» What you are asked to do
Starting at the line that contains "For the benchmark card, identify each instance of the concrete", print every remaining line of the entries, unchanged, and output nothing more.

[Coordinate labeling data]

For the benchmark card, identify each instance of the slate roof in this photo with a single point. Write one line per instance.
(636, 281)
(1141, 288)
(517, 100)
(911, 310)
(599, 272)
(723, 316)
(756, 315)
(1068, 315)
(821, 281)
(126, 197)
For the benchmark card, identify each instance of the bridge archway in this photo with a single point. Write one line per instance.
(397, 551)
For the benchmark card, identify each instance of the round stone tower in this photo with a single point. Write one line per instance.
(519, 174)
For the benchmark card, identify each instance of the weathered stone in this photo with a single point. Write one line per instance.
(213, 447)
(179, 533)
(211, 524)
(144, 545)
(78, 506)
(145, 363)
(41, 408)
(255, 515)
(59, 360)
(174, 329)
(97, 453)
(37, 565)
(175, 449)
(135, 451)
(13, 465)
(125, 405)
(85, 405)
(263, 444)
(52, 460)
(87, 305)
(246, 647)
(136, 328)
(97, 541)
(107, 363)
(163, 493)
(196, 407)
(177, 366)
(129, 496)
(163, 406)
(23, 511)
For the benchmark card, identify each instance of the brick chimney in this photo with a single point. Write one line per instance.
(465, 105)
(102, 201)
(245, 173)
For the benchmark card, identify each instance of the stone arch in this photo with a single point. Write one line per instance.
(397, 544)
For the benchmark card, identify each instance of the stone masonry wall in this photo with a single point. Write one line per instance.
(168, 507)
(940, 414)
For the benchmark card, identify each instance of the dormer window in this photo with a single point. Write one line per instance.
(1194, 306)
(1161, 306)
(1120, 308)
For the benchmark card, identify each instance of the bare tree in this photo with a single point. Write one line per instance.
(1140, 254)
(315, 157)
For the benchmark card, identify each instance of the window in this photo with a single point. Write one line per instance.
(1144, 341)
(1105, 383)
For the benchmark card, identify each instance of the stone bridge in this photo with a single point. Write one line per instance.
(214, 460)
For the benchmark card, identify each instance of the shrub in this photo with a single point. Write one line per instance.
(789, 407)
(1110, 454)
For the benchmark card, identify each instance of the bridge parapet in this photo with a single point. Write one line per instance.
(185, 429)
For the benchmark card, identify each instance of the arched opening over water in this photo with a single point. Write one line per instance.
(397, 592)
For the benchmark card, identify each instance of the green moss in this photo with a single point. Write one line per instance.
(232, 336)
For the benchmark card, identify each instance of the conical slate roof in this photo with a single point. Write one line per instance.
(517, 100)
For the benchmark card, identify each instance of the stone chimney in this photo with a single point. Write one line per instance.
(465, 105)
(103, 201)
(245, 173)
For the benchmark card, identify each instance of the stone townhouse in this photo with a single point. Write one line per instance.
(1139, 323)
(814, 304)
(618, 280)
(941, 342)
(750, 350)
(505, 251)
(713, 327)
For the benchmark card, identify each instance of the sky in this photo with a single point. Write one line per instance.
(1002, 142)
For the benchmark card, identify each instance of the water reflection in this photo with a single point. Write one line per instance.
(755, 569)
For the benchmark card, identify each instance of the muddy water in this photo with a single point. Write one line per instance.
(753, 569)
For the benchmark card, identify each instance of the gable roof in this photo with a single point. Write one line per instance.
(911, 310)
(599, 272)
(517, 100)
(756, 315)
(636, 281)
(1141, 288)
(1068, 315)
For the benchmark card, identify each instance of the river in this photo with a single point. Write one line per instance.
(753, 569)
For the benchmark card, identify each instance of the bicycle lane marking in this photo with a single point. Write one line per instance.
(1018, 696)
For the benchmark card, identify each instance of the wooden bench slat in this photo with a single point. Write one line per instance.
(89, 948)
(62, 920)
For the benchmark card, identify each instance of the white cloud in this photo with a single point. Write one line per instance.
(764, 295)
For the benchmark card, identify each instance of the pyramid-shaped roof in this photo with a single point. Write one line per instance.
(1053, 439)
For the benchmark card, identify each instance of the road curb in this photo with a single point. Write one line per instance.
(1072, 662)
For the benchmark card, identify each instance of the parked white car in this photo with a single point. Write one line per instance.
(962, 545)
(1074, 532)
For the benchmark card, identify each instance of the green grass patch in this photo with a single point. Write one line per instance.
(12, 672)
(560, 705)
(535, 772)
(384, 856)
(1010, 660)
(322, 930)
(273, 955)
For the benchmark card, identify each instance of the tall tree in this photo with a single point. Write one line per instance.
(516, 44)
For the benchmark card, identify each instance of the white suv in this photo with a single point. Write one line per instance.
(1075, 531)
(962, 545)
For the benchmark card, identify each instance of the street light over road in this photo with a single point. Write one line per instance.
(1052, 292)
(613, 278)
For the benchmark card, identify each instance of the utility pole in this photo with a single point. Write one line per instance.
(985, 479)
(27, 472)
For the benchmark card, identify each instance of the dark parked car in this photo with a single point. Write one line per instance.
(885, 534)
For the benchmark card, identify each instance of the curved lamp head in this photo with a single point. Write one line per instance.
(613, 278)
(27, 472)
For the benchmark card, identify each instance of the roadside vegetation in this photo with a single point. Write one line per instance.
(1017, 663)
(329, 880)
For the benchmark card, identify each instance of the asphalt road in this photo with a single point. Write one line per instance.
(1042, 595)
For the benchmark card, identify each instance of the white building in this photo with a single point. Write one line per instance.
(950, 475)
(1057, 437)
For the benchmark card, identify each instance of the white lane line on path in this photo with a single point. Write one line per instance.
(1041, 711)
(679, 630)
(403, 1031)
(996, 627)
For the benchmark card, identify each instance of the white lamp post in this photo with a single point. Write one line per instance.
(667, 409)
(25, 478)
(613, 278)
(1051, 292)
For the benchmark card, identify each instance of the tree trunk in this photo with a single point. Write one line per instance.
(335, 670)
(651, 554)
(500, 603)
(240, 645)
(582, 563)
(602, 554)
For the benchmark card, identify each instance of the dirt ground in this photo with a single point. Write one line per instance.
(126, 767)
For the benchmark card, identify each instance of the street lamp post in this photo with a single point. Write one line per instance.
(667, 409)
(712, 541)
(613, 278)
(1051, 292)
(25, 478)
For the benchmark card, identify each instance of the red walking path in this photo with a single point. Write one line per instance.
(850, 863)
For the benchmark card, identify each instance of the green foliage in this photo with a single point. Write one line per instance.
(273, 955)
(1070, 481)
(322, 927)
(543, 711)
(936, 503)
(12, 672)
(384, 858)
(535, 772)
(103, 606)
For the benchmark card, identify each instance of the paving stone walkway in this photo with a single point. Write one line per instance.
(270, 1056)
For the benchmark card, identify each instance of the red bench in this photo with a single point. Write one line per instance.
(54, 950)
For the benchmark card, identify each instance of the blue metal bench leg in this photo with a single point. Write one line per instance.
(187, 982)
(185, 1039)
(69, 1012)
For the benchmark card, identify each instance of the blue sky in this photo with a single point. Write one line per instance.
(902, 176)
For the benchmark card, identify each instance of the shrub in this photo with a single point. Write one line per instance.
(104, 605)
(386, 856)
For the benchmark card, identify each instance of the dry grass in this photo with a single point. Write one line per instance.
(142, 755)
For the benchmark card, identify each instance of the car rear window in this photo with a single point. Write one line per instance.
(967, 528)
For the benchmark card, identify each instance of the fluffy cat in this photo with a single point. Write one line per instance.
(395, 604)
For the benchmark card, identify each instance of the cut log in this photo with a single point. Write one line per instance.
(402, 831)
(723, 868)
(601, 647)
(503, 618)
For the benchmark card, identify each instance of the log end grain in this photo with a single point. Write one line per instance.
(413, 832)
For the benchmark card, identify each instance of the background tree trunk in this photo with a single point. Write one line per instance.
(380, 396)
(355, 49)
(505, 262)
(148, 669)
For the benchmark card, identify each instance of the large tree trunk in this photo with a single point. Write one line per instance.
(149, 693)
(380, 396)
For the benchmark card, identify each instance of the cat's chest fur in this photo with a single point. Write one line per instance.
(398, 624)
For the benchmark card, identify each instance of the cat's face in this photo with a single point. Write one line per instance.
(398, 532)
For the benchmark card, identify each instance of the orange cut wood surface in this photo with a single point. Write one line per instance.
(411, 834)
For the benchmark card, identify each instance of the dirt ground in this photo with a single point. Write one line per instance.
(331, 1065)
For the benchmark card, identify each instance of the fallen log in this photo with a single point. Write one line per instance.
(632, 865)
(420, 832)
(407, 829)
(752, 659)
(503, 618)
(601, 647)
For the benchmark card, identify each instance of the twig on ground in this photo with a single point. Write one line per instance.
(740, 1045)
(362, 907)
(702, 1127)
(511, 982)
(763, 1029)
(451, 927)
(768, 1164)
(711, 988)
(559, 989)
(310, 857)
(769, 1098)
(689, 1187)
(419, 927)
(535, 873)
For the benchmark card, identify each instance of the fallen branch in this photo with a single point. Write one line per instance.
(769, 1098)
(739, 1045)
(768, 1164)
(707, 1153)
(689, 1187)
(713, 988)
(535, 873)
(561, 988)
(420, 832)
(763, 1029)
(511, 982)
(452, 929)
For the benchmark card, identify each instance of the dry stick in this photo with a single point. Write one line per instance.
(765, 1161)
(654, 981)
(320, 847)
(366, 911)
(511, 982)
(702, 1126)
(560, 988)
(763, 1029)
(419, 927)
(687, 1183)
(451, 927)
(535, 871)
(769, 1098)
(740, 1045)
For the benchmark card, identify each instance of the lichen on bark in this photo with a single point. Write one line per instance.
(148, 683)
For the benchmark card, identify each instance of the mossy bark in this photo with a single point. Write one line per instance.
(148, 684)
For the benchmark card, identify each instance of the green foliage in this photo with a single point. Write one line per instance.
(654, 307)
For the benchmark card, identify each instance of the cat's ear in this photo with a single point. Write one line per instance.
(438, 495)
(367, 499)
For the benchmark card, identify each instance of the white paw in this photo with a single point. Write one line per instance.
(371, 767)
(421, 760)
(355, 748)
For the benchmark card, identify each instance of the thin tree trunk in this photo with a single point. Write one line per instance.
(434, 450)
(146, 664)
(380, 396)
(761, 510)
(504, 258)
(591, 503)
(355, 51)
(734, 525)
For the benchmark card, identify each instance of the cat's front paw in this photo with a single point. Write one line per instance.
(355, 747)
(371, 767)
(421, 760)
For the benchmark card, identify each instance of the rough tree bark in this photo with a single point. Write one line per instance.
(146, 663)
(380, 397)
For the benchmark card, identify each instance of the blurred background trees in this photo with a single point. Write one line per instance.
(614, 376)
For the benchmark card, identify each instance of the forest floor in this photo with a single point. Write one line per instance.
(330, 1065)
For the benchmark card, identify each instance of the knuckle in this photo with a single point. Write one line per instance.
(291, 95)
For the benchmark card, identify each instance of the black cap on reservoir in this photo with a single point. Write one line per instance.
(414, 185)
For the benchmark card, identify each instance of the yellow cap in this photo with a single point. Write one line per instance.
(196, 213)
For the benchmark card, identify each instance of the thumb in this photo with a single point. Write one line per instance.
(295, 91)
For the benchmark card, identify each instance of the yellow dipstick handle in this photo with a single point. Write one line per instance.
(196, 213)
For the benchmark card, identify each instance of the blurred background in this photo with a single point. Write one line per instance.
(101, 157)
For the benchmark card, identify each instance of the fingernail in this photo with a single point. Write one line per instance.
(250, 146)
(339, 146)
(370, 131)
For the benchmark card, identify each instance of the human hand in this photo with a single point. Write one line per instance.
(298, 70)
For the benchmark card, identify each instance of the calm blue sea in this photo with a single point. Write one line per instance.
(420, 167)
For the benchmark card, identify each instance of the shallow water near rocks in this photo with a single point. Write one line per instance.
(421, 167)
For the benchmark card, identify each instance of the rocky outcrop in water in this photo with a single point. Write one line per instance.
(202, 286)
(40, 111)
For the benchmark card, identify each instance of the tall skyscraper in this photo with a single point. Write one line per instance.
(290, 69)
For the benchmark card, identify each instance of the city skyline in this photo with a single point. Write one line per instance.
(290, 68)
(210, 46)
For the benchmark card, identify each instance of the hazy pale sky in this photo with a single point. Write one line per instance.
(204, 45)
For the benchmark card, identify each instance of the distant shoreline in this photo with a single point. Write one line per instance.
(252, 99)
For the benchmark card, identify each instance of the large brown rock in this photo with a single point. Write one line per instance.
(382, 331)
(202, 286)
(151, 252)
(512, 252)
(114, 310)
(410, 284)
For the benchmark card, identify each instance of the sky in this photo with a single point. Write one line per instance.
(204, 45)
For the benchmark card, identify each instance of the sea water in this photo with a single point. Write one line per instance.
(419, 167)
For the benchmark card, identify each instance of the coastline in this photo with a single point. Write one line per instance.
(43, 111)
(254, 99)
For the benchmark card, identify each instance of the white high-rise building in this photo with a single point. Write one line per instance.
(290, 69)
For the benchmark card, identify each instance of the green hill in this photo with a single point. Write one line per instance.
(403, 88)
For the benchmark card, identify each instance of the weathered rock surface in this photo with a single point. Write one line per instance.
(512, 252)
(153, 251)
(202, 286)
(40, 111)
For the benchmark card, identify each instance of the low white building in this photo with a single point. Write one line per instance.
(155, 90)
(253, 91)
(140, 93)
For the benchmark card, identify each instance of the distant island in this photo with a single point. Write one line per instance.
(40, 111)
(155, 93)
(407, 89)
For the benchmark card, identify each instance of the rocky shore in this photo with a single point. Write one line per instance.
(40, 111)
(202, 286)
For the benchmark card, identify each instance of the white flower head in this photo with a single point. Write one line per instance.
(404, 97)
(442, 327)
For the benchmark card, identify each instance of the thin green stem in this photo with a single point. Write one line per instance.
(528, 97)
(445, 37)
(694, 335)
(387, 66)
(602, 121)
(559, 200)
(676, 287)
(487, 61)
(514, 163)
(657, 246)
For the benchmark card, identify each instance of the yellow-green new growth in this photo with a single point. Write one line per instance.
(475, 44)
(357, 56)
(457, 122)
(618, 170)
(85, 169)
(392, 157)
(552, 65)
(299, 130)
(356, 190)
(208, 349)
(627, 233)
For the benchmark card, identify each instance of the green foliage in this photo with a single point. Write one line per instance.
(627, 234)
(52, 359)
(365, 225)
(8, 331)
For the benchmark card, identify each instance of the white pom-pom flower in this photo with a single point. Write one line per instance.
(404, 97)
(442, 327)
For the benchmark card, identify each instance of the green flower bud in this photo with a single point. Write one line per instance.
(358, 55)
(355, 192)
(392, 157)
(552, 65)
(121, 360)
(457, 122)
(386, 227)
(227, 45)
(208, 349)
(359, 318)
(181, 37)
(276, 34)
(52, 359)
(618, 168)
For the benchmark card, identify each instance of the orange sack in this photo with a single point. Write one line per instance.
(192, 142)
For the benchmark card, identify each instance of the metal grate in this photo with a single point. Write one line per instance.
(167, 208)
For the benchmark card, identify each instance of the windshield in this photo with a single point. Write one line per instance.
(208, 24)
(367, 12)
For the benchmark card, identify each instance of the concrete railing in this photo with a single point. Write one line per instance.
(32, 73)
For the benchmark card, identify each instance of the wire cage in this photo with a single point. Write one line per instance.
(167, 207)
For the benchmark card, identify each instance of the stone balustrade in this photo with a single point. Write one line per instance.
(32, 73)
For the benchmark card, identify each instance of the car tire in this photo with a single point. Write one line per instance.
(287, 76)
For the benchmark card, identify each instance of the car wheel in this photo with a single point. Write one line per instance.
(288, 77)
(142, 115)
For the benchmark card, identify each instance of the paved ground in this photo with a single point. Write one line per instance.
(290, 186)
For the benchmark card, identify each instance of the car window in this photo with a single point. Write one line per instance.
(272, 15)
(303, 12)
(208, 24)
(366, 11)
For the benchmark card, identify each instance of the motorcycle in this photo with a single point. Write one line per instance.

» The output
For the benchmark card, identify each instance of the concrete railing in this photo with a single point. Write one line per instance.
(32, 73)
For the benchmark card, identify each instance of the wire cage in this photo with a single point. Write one line per instance.
(167, 207)
For the benchmark card, identify each instance of the stone balustrade in this photo with a single point. Write one line per instance.
(32, 73)
For the benchmark card, identify each instance of the car tire in this photo with a single point. Write one line per instance.
(287, 76)
For the benchmark card, identify each instance of the car wheel in this photo with a single point. Write one line per instance.
(288, 77)
(142, 115)
For the benchmark card, identify each instance of the paved ground in this photo with a single point. Write one line per instance.
(290, 186)
For the benchmark card, identify each instance of the car window in this photo with a single point. Write one line per instance.
(272, 15)
(303, 12)
(208, 24)
(366, 11)
For the benchmark card, identify each instance of the motorcycle in this photo with a single point. Write one line per instance.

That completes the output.